Ambil dari teks pilihan tentang rehabilitasi rumah warga miskin di bawah ini bagian mulai "178 unit rumah" hingga "Tangga Miskin (RTM)", tanpa mengubah satu kata pun.
++++ TEKS PILIHAN
178 unit rumah masyarakat rumah tangga miskin di sembilan
kabupaten direhabilitasi melalui Program Nasional Pemberdayaan
Masyarakat Mandiri Perdesaan (PNPM-MPd). Rehabilitasi dilakukan melalui
dana surplus Unit Pengelola Kegiatan (UPK). Pemerintah Aceh melalui
Badan Pemberdayaan Masyarakat (BPM) juga berusaha membangun gampong
melalui pengalokasian dana Bantuan Keuangan Peumakmue Gampong (BKPG).
Kepala
Badan Pemberdayaan Masyarakat (BPM) Aceh, Zulkifli Hs yang juga
Kasatker PNPM Mandiri Perdesaan-BKPG Aceh mengatakan program ini
merupakan wujud dari komitmen untuk membantu Rumah Tangga Miskin (RTM)
dan pengentasan kemiskinan.
++++++++
++++ INFORMASI YANG DIBERIKAN
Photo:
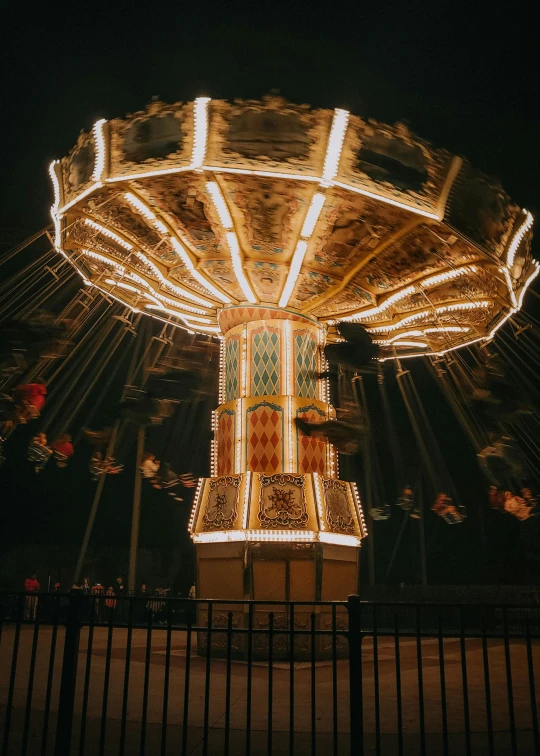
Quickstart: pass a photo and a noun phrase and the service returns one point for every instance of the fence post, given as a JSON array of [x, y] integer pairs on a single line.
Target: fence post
[[66, 703], [355, 676]]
++++++++
PENYELESAIAN =
178 unit rumah masyarakat rumah tangga miskin di sembilan
kabupaten direhabilitasi melalui Program Nasional Pemberdayaan
Masyarakat Mandiri Perdesaan (PNPM-MPd). Rehabilitasi dilakukan melalui
dana surplus Unit Pengelola Kegiatan (UPK). Pemerintah Aceh melalui
Badan Pemberdayaan Masyarakat (BPM) juga berusaha membangun gampong
melalui pengalokasian dana Bantuan Keuangan Peumakmue Gampong (BKPG).
Kepala
Badan Pemberdayaan Masyarakat (BPM) Aceh, Zulkifli Hs yang juga
Kasatker PNPM Mandiri Perdesaan-BKPG Aceh mengatakan program ini
merupakan wujud dari komitmen untuk membantu Rumah Tangga Miskin (RTM)